* Assigned task *
Gather every line from the entries below that includes "When".

(Natural language region descriptions)
★ ★ ★ ★ ★ ★ ★

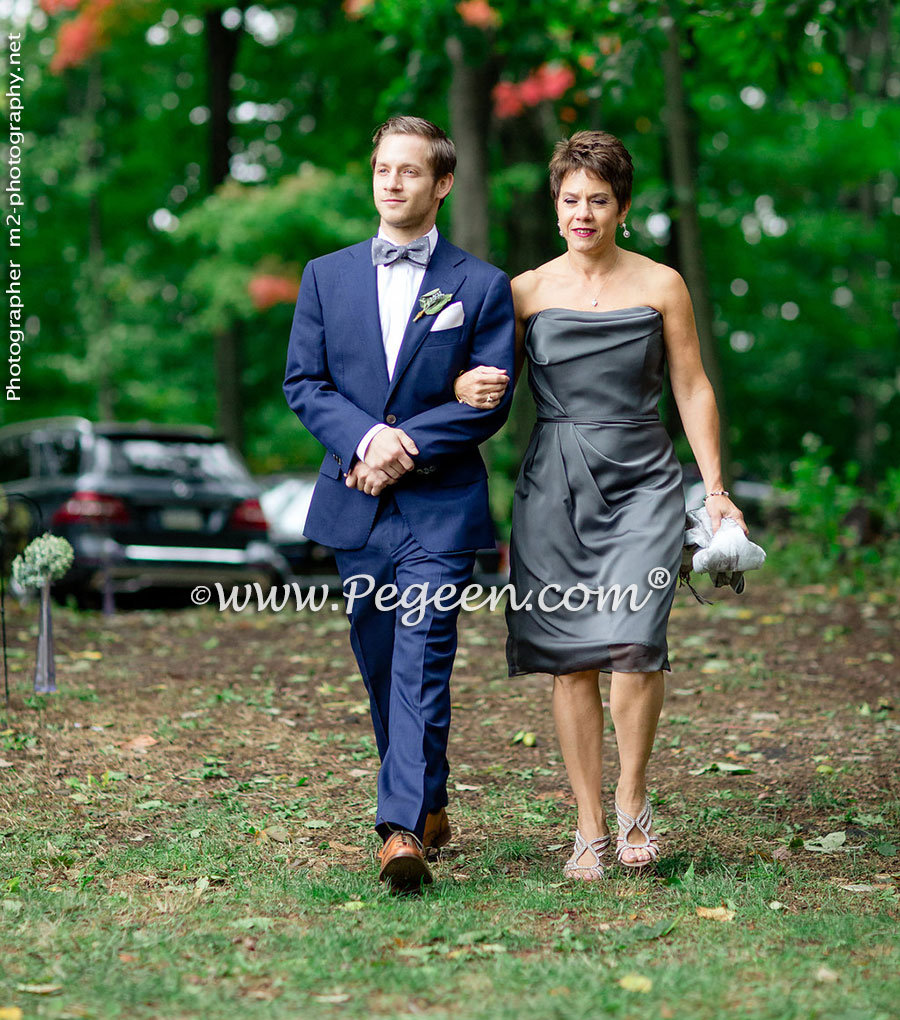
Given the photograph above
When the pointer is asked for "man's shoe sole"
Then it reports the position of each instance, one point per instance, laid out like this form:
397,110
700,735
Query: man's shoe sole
406,872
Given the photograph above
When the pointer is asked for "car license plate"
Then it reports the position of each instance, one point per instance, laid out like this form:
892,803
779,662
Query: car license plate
182,519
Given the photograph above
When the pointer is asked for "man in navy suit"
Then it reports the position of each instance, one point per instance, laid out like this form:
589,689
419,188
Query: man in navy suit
381,330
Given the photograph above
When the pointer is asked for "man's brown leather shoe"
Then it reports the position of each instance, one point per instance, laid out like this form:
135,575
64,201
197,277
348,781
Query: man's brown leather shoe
403,863
437,831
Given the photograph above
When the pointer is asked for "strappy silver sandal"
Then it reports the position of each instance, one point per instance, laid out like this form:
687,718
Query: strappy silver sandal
642,823
598,847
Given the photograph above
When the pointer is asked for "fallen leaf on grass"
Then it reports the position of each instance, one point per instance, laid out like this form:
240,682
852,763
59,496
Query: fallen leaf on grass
344,848
715,913
139,743
277,832
246,923
635,982
827,844
720,767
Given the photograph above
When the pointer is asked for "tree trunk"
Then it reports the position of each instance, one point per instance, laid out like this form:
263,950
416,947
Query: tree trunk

★ ★ ★ ★ ★ ★ ★

* Output for this exercise *
When the pointer is asked for "man's shoe sole"
When the pointer is asked for "car license plate"
When the pointer is asked for "man in navy suit"
When the pointer is asked for "man's brown leather shoe"
When the pointer is asked for "strappy silver sandal"
When the pointer is asked for "fallen leaf on grass"
When the pointer is asked for "tree trunk"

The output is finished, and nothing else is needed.